--- INPUT RECORDS ---
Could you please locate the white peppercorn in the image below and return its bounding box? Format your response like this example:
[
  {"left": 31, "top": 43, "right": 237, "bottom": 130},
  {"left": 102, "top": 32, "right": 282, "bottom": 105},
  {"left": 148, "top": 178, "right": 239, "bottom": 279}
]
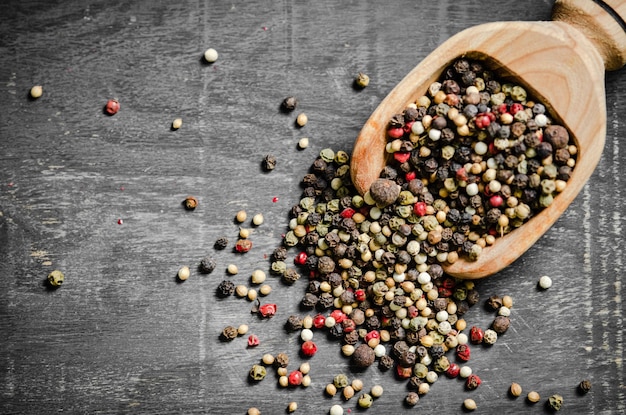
---
__WHAT YOU SHOULD DO__.
A word-for-word reprint of the listing above is needed, minus the pictures.

__SOLUTION BELOW__.
Could you please locate the white peppercorn in the image below and return its bounding box? Format your response like this example:
[
  {"left": 31, "top": 43, "right": 237, "bottom": 130},
  {"left": 102, "top": 32, "right": 282, "bottom": 105},
  {"left": 148, "top": 178, "right": 239, "bottom": 279}
]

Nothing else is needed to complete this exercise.